## ФРАГМЕНТ ТЕКСТА

============

Но этого мало. Диккенс, устанавливают американцы, изощрил все свое умение юмориста, чтобы вывести в романе одного карикатурного американца за другим. Это не люди, это злостные гротески — начиная с полковника Дайвера, редактора «Рауди Джорнэл» — «Хулиганской газеты», кончая членом конгресса, достопочтенным Элией Погрэмом, джентльменом весьма нечистоплотным в прямом и переносном смысле. Среди политиков Диккенс увидел, кроме них, майора Паукинса, джентльмена с уголовным будущим, а среди граждан, далеких от политики, таких монстров, как хвастун и забияка майор Чоллоп или миссис Хомини, литературная львица.
Расположение американцев он уже потерял. Чего ему еще спасаться?
И Диккенс получал немалое удовольствие, вызывая в памяти вереницу заокеанских своих знакомых. Он сопровождал Мартина и Тэпли в Эдем, он встречался с друзьями, изредка посещал театр. От приглашений на публичные обеды нельзя было иной раз отказаться. После одного такого обеда в госпитале он вернулся домой, раздраженный больше, чем обычно. У себя он застал Дугласа Джеррольда. Тот сидел в столовой с Кэт и Джорджиной.

============

## МАТЕРИАЛЫ
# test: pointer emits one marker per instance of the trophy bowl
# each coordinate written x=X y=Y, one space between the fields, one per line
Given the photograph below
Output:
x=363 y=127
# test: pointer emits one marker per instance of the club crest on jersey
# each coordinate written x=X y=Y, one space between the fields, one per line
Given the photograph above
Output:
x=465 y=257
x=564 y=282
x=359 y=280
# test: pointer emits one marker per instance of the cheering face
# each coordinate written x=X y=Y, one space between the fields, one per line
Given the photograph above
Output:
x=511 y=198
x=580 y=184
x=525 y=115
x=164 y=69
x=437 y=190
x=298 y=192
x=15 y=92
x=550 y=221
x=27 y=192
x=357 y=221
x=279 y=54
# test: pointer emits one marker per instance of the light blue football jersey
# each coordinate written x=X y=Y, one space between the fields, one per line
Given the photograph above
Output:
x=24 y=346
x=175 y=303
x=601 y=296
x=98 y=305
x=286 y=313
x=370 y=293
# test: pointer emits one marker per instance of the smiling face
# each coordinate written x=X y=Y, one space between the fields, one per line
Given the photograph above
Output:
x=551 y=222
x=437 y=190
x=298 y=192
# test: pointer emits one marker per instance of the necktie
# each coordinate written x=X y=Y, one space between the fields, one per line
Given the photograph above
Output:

============

## ОПИСАНИЕ ЗАДАНИЯ
Сократите абзац фрагмента о Диккенсе, начинающийся словами «Но этого мало», оформив его в виде списка и сохранив основные факты. Материалы не связаны с приведенным фрагментом о Диккенсе.

## ПОЛНЫЙ ОТВЕТ
- По мнению американцев, Диккенс употребил все свое мастерство юмориста, чтобы вывести в романе череду карикатурных американцев, которые представляют собой злостные гротески, а не людей.
- Полковник Дайвер — редактор «Рауди Джорнэл» («Хулиганской газеты»).
- Достопочтенный Элия Погрэм — член конгресса, джентльмен нечистоплотный в прямом и переносном смысле.
- Майор Паукинс — политик, джентльмен с уголовным будущим.
- Майор Чоллоп — хвастун и забияка, далекий от политики.
- Миссис Хомини — литературная львица, также далекая от политики.